►

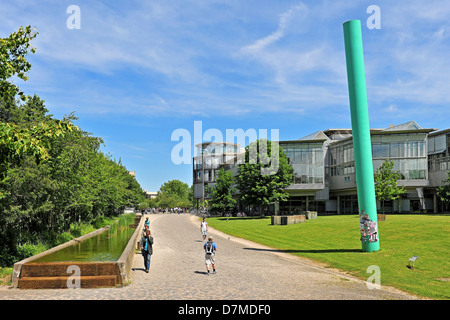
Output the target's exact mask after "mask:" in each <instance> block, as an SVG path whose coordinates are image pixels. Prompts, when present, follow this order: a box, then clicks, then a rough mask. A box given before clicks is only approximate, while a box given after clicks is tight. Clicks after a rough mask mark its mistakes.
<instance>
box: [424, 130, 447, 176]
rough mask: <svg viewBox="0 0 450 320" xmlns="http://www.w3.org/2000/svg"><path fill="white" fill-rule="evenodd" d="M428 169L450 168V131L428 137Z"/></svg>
mask: <svg viewBox="0 0 450 320" xmlns="http://www.w3.org/2000/svg"><path fill="white" fill-rule="evenodd" d="M428 170H429V171H431V172H435V171H448V170H450V133H448V134H442V135H436V136H432V137H428Z"/></svg>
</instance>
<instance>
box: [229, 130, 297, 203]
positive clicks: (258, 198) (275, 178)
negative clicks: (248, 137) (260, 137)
mask: <svg viewBox="0 0 450 320" xmlns="http://www.w3.org/2000/svg"><path fill="white" fill-rule="evenodd" d="M293 172H294V169H293V168H292V166H291V165H290V164H289V161H288V158H287V156H286V154H285V153H284V151H283V149H282V148H281V147H280V146H279V144H278V143H273V142H271V141H269V140H267V139H261V140H257V141H255V142H253V143H250V144H249V145H248V146H247V147H246V148H245V163H244V164H240V165H239V168H238V175H237V177H236V185H237V189H238V190H239V198H240V200H241V201H242V202H243V204H244V205H251V206H260V207H267V206H268V205H269V204H270V203H274V202H279V201H286V200H287V199H288V198H289V194H288V193H287V192H286V190H285V189H286V188H287V187H288V186H289V185H290V184H291V183H292V179H293Z"/></svg>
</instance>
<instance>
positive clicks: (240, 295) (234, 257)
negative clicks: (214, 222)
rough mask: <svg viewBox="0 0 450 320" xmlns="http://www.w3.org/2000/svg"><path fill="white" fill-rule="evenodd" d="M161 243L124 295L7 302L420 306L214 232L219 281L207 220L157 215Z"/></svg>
mask: <svg viewBox="0 0 450 320" xmlns="http://www.w3.org/2000/svg"><path fill="white" fill-rule="evenodd" d="M149 218H150V221H151V224H150V229H151V230H152V235H153V237H154V239H155V244H154V246H153V248H154V254H153V256H152V262H151V267H150V273H148V274H147V273H145V272H144V269H143V259H142V256H141V255H140V254H136V257H135V261H134V271H132V283H131V284H129V285H126V286H124V287H120V288H100V289H78V290H76V289H75V290H74V289H70V290H69V289H58V290H56V289H45V290H19V289H11V288H8V287H1V288H0V299H14V300H30V299H55V300H66V299H89V300H95V299H102V300H103V299H121V300H142V299H155V300H203V299H205V298H207V297H208V296H210V297H211V298H212V299H217V300H228V299H234V300H236V299H237V300H240V299H248V300H273V299H277V300H303V299H312V300H316V299H326V300H341V299H342V300H361V299H362V300H373V299H375V300H378V299H394V300H397V299H401V300H403V299H416V298H415V297H414V296H411V295H408V294H405V293H403V292H400V291H398V290H395V289H391V288H385V287H382V289H372V290H369V289H368V288H367V286H366V283H365V282H364V281H361V280H357V279H355V278H353V277H351V276H348V275H345V274H343V273H339V272H337V271H333V270H330V269H328V268H322V267H320V266H319V265H318V264H315V263H313V262H311V261H310V260H307V259H302V258H298V257H294V256H292V255H289V254H285V253H280V252H277V251H276V250H272V249H270V248H268V247H264V246H261V245H258V244H255V243H253V242H249V241H246V240H243V239H235V238H232V237H231V238H230V237H229V236H228V235H225V234H223V233H221V232H219V231H216V230H212V229H211V228H210V231H209V235H212V236H213V237H214V241H215V242H216V243H217V246H218V251H217V254H216V263H217V274H211V275H207V274H206V268H205V264H204V252H203V248H202V247H203V242H202V240H201V236H200V221H199V220H197V218H196V217H195V216H191V215H188V214H180V215H177V214H167V215H162V214H160V215H149Z"/></svg>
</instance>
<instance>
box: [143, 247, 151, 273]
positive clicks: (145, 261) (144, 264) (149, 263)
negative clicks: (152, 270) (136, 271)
mask: <svg viewBox="0 0 450 320" xmlns="http://www.w3.org/2000/svg"><path fill="white" fill-rule="evenodd" d="M142 255H143V256H144V268H145V270H150V259H151V257H152V255H151V254H150V253H148V251H143V252H142Z"/></svg>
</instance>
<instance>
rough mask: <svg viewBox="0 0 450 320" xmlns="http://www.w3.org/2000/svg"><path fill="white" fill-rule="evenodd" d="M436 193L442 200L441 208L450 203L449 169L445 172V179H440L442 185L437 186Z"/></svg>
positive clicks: (444, 208) (440, 198) (446, 206)
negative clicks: (443, 180) (445, 179)
mask: <svg viewBox="0 0 450 320" xmlns="http://www.w3.org/2000/svg"><path fill="white" fill-rule="evenodd" d="M436 195H437V197H438V198H439V200H440V201H441V202H442V206H443V207H442V210H445V209H447V208H448V206H449V204H450V171H448V172H447V179H446V180H444V181H442V186H440V187H438V188H437V190H436Z"/></svg>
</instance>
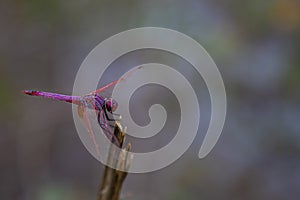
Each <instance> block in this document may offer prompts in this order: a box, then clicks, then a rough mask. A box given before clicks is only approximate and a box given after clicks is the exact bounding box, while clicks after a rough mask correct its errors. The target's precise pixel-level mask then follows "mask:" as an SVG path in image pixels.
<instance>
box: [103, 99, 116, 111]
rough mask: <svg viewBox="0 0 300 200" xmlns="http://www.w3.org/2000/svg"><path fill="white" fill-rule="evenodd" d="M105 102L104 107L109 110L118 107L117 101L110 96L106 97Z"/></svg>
mask: <svg viewBox="0 0 300 200" xmlns="http://www.w3.org/2000/svg"><path fill="white" fill-rule="evenodd" d="M105 104H106V108H107V110H108V111H109V112H114V111H115V110H117V108H118V103H117V102H116V101H115V100H114V99H112V98H109V99H107V100H106V101H105Z"/></svg>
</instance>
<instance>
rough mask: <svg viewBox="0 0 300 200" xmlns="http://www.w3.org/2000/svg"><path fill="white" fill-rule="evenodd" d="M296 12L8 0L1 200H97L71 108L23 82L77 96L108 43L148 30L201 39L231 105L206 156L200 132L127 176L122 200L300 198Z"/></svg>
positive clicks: (164, 1)
mask: <svg viewBox="0 0 300 200" xmlns="http://www.w3.org/2000/svg"><path fill="white" fill-rule="evenodd" d="M299 10H300V2H299V1H298V0H272V1H259V0H252V1H250V0H247V1H238V0H227V1H217V0H212V1H205V0H187V1H177V0H176V1H171V0H162V1H146V0H132V1H127V0H124V1H108V0H106V1H84V0H78V1H58V0H44V1H37V0H30V1H19V0H10V1H8V0H1V2H0V28H1V31H0V32H1V36H0V91H1V92H0V97H1V98H0V199H3V200H6V199H7V200H10V199H22V200H23V199H25V200H27V199H30V200H32V199H37V200H54V199H55V200H60V199H63V200H68V199H70V200H71V199H72V200H76V199H78V200H79V199H95V196H96V194H97V190H98V186H99V184H100V180H101V176H102V173H103V166H102V165H101V164H100V163H99V162H98V161H97V160H96V159H94V158H93V157H92V156H91V155H90V154H89V153H88V151H87V150H86V149H85V147H84V146H83V145H82V143H81V141H80V139H79V137H78V135H77V133H76V130H75V127H74V123H73V119H72V109H71V106H70V105H68V104H64V103H60V102H54V101H49V100H44V99H43V100H41V99H37V98H32V97H28V96H25V95H23V94H22V93H21V90H23V89H42V90H45V91H54V92H61V93H65V94H71V93H72V87H73V82H74V79H75V76H76V72H77V70H78V68H79V66H80V64H81V62H82V61H83V60H84V58H85V57H86V55H87V54H88V53H89V52H90V51H91V50H92V49H93V48H94V47H95V46H96V45H97V44H98V43H99V42H101V41H103V40H105V39H106V38H108V37H110V36H112V35H114V34H117V33H119V32H121V31H125V30H127V29H131V28H136V27H143V26H158V27H166V28H171V29H174V30H177V31H180V32H183V33H185V34H187V35H189V36H191V37H192V38H194V39H195V40H197V41H198V42H199V43H200V44H202V45H203V46H204V48H205V49H206V50H207V51H208V53H209V54H210V55H211V57H212V58H213V59H214V61H215V62H216V64H217V66H218V67H219V70H220V72H221V74H222V76H223V79H224V83H225V87H226V91H227V98H228V113H227V120H226V124H225V127H224V130H223V133H222V135H221V138H220V140H219V142H218V143H217V145H216V147H215V148H214V149H213V151H212V152H211V153H210V154H209V155H208V157H206V158H205V159H202V160H199V159H198V157H197V154H198V151H199V147H200V145H201V139H202V137H201V136H199V137H198V136H197V139H196V140H195V141H194V143H193V145H192V146H191V148H190V149H189V150H188V151H187V152H186V154H184V156H183V157H181V158H180V159H179V160H178V161H176V162H175V163H173V164H172V165H171V166H169V167H166V168H164V169H162V170H159V171H157V172H152V173H147V174H130V175H129V176H128V178H127V179H126V180H125V186H124V189H123V199H133V200H135V199H145V200H148V199H149V200H154V199H170V200H171V199H172V200H177V199H178V200H179V199H189V200H198V199H228V200H232V199H244V200H247V199H249V200H250V199H251V200H252V199H263V200H265V199H273V200H280V199H299V197H300V190H299V189H300V168H299V166H300V159H299V158H300V135H299V134H300V123H299V120H300V104H299V102H300V90H299V86H300V57H299V55H300V38H299V36H300V12H299ZM173 63H174V65H176V63H175V62H173ZM177 68H180V66H178V65H177ZM194 78H195V77H193V74H190V79H192V80H194ZM194 81H197V80H194ZM200 135H201V134H200Z"/></svg>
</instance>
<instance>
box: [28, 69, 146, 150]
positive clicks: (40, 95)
mask: <svg viewBox="0 0 300 200" xmlns="http://www.w3.org/2000/svg"><path fill="white" fill-rule="evenodd" d="M141 68H142V67H138V68H136V69H135V70H137V69H141ZM135 70H132V71H130V72H128V73H127V76H125V77H122V78H120V79H118V80H116V81H113V82H111V83H109V84H107V85H105V86H104V87H101V88H99V89H97V90H95V91H93V92H90V93H89V94H87V95H84V96H72V95H64V94H59V93H52V92H44V91H38V90H23V93H24V94H27V95H31V96H39V97H44V98H49V99H54V100H59V101H63V102H67V103H72V104H75V105H77V111H78V116H79V117H80V118H81V119H83V120H84V122H85V124H86V126H87V129H88V132H89V134H90V137H91V139H92V140H93V143H94V146H95V149H96V152H97V154H98V155H100V152H99V146H98V144H97V141H96V138H95V133H94V131H93V129H92V124H91V121H90V118H89V116H88V113H87V109H92V110H94V111H95V113H96V115H97V121H98V124H99V125H100V127H101V128H102V130H103V132H104V133H105V135H106V136H107V137H108V138H109V140H110V141H111V142H112V143H113V144H115V145H117V146H118V147H121V146H122V144H121V142H120V141H119V140H118V136H116V135H114V127H115V124H114V122H116V121H120V120H121V115H119V114H116V113H114V111H115V110H116V109H117V108H118V103H117V102H116V101H115V100H114V99H113V98H111V97H109V98H105V97H104V96H103V95H102V93H103V92H105V91H106V90H107V89H108V88H111V87H112V86H114V85H116V84H118V83H120V82H121V81H123V80H126V78H127V77H129V76H130V75H131V74H132V73H133V72H134V71H135ZM113 116H117V117H118V119H115V118H114V117H113Z"/></svg>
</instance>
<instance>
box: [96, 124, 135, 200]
mask: <svg viewBox="0 0 300 200" xmlns="http://www.w3.org/2000/svg"><path fill="white" fill-rule="evenodd" d="M114 134H115V136H116V137H117V138H118V140H119V141H118V142H119V144H121V146H122V145H123V143H124V140H125V137H126V133H125V131H123V130H122V127H121V125H120V124H119V123H118V122H117V123H115V128H114ZM112 145H113V144H112ZM112 145H111V146H110V149H109V155H108V158H107V162H108V165H109V166H114V168H117V167H119V168H118V169H120V171H119V170H116V169H114V168H111V167H109V166H105V169H104V175H103V178H102V184H101V187H100V190H99V193H98V198H97V199H98V200H119V198H120V193H121V189H122V184H123V182H124V180H125V178H126V176H127V174H128V173H127V170H128V169H129V167H130V161H129V162H127V160H128V151H130V149H131V145H130V144H128V145H127V147H126V149H123V150H122V151H121V152H118V151H116V149H115V148H112V147H113V146H112ZM118 154H119V155H118ZM115 158H117V159H115Z"/></svg>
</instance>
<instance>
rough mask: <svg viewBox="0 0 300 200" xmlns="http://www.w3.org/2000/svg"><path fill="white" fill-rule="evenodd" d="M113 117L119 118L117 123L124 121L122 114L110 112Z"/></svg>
mask: <svg viewBox="0 0 300 200" xmlns="http://www.w3.org/2000/svg"><path fill="white" fill-rule="evenodd" d="M110 113H111V114H112V115H113V116H117V117H118V119H117V121H120V120H121V119H122V116H121V115H120V114H117V113H113V112H110Z"/></svg>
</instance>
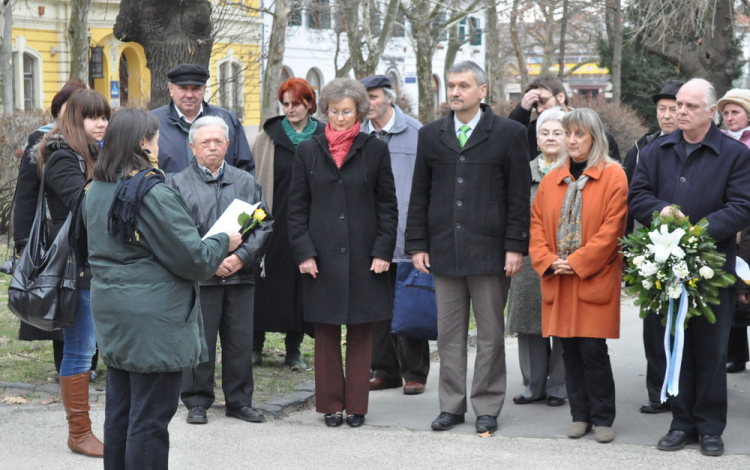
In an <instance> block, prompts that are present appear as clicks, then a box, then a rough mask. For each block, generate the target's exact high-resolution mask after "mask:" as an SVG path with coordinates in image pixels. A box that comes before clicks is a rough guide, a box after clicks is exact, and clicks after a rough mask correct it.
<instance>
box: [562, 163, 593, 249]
mask: <svg viewBox="0 0 750 470" xmlns="http://www.w3.org/2000/svg"><path fill="white" fill-rule="evenodd" d="M588 180H589V177H588V176H587V175H582V176H581V177H580V178H578V180H577V181H576V180H573V178H571V177H570V176H566V177H565V179H564V180H563V181H564V182H565V183H566V184H567V185H568V190H567V191H566V192H565V199H564V200H563V205H562V207H561V208H560V218H559V219H558V221H557V255H558V256H559V257H560V258H562V259H566V258H567V257H568V255H569V254H571V253H573V252H574V251H576V250H577V249H578V248H580V247H581V245H582V244H583V242H582V238H581V207H582V206H583V193H582V191H583V188H584V187H585V186H586V183H587V182H588Z"/></svg>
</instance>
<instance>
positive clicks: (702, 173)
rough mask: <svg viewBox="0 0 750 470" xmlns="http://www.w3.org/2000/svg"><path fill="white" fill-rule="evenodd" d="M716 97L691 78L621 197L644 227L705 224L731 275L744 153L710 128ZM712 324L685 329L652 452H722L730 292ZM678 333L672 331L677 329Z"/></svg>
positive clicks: (745, 217) (646, 151)
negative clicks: (676, 373)
mask: <svg viewBox="0 0 750 470" xmlns="http://www.w3.org/2000/svg"><path fill="white" fill-rule="evenodd" d="M715 113H716V91H715V90H714V87H713V86H712V85H711V84H710V83H709V82H707V81H706V80H703V79H699V78H694V79H692V80H690V81H688V82H687V83H686V84H685V85H683V86H682V88H680V90H679V92H678V93H677V125H678V130H676V131H674V132H672V133H671V134H669V135H668V136H664V137H662V138H661V139H659V140H658V141H656V142H654V143H653V144H652V145H649V146H647V147H646V148H645V149H643V150H642V152H641V158H640V161H639V163H638V166H637V167H636V170H635V175H634V176H633V181H632V184H631V187H630V194H629V195H628V209H629V211H630V212H631V213H632V214H633V217H635V220H637V221H638V222H640V223H642V224H643V225H646V226H650V225H651V215H652V213H653V212H654V211H657V212H661V213H662V214H667V213H668V212H669V211H670V205H672V204H676V205H678V206H680V211H681V212H682V213H683V214H685V215H687V216H688V217H689V218H690V221H691V222H692V223H697V222H698V221H699V220H701V219H702V218H704V217H705V218H706V219H707V220H708V234H709V235H710V236H711V237H712V238H713V239H715V240H716V242H717V243H716V246H717V249H718V250H719V251H720V252H721V253H723V254H724V255H726V263H725V265H724V270H725V271H727V272H728V273H734V268H735V257H736V254H737V248H736V244H735V241H734V238H735V235H736V234H737V232H739V231H740V230H742V229H743V228H745V227H747V226H748V225H750V192H748V190H747V189H748V188H750V150H749V149H748V148H747V147H746V146H745V145H743V144H741V143H739V142H737V141H736V140H734V139H732V138H731V137H729V136H727V135H725V134H723V133H722V132H721V131H719V129H718V128H717V127H716V124H714V122H713V117H714V115H715ZM719 300H720V301H721V303H720V304H719V305H715V306H713V307H712V308H711V310H712V311H713V314H714V316H715V317H716V322H715V323H710V322H709V321H708V320H707V319H706V318H705V317H704V316H699V317H693V318H691V319H690V322H689V324H688V325H687V326H688V328H686V329H685V331H684V334H685V343H684V351H683V356H682V372H681V374H680V378H679V393H678V394H677V395H676V396H672V397H670V399H669V401H670V403H671V405H672V424H671V426H670V429H669V432H668V433H667V434H666V435H665V436H664V437H662V438H661V440H659V444H658V445H657V448H658V449H659V450H664V451H675V450H680V449H682V448H683V447H685V445H686V444H687V443H689V442H694V441H695V440H696V438H700V446H701V453H703V455H713V456H718V455H722V454H723V453H724V442H723V441H722V438H721V434H722V433H723V432H724V428H725V427H726V419H727V377H726V362H727V360H726V359H727V341H728V338H729V328H730V327H731V324H732V313H733V303H732V302H733V292H732V290H731V288H729V289H720V290H719ZM677 328H680V326H677Z"/></svg>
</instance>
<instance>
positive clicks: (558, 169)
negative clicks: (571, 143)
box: [547, 159, 604, 184]
mask: <svg viewBox="0 0 750 470" xmlns="http://www.w3.org/2000/svg"><path fill="white" fill-rule="evenodd" d="M603 171H604V164H601V165H597V166H595V167H593V168H586V169H585V170H584V171H583V174H584V175H586V176H588V177H589V178H591V179H592V180H598V179H599V178H601V176H602V172H603ZM550 175H553V173H551V172H550V173H548V174H547V177H549V176H550ZM568 176H570V177H571V178H572V177H573V175H571V174H570V159H568V160H567V161H566V162H565V166H562V167H560V168H558V169H557V170H554V179H555V183H556V184H561V183H562V182H563V180H564V179H565V178H566V177H568Z"/></svg>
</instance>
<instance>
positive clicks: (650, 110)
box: [597, 28, 687, 151]
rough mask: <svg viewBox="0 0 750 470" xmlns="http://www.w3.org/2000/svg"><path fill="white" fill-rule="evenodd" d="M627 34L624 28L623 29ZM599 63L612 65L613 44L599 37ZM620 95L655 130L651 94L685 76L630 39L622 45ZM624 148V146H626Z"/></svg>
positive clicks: (655, 125) (662, 58)
mask: <svg viewBox="0 0 750 470" xmlns="http://www.w3.org/2000/svg"><path fill="white" fill-rule="evenodd" d="M623 35H624V36H625V37H628V36H629V33H628V31H627V28H626V30H625V31H623ZM597 46H598V49H599V57H600V63H599V66H600V67H607V68H609V69H610V70H611V69H612V48H611V47H610V44H609V43H608V42H606V41H604V40H599V41H598V44H597ZM621 70H622V75H621V77H622V79H621V80H622V81H621V86H622V98H621V102H623V103H626V104H627V105H628V106H630V107H631V108H633V110H634V111H635V112H636V113H637V114H638V116H639V117H640V118H641V119H643V120H644V121H645V122H647V123H648V126H649V128H651V129H652V130H654V131H656V130H658V129H659V125H658V123H657V122H656V106H655V105H654V103H653V102H652V101H651V95H654V94H656V93H658V92H659V91H660V90H661V88H662V86H664V83H665V82H666V81H667V80H683V81H686V80H687V78H686V77H685V76H684V75H683V74H682V73H680V71H679V69H678V68H677V67H675V66H673V65H671V64H669V63H668V62H667V61H666V60H664V59H663V58H661V57H659V56H657V55H656V54H652V53H650V52H648V51H646V50H645V49H644V48H642V47H640V46H638V45H637V44H634V43H632V42H630V41H625V42H624V43H623V45H622V67H621ZM625 151H627V149H625Z"/></svg>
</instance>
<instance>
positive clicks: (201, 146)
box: [198, 139, 227, 149]
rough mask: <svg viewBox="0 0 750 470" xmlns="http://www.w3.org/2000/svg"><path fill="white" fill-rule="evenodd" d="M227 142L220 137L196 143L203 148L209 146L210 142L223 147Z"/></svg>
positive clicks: (213, 144) (210, 145)
mask: <svg viewBox="0 0 750 470" xmlns="http://www.w3.org/2000/svg"><path fill="white" fill-rule="evenodd" d="M226 143H227V141H226V140H221V139H209V140H201V141H200V142H198V145H199V146H201V147H202V148H204V149H207V148H209V147H210V146H211V145H212V144H213V145H215V146H217V147H223V146H224V145H225V144H226Z"/></svg>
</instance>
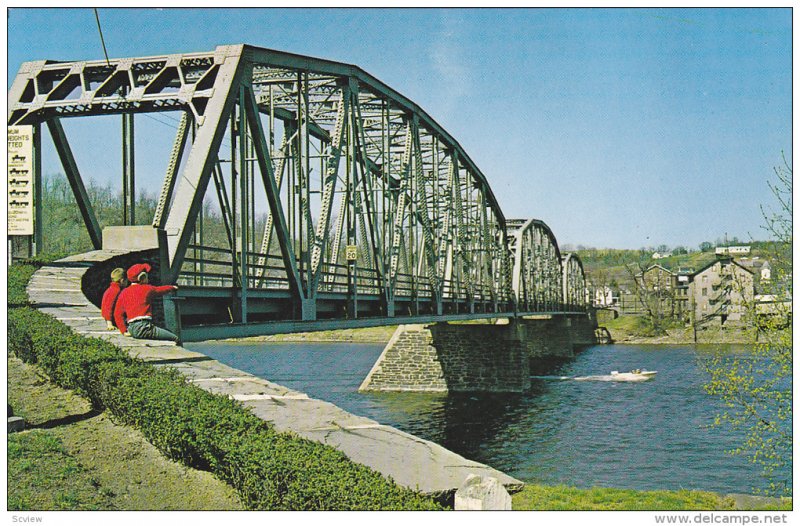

◄

Transcribe exactly and only the lines from the top of the records through the line containing "box: [424, 130, 447, 176]", inclusive, and do not copy the pictures.

### EXPECTED ANSWER
Output the target's exact mask after "mask:" in each <instance> block, as an SVG path whose coordinates are image pixels. Prompts, when present, follow this order: a box, then clicks, then a rough mask. A box given before clicks is only approximate, while a box given after clicks is tight. Clicks after a rough mask mark its mistakes.
<instance>
box: [424, 130, 447, 176]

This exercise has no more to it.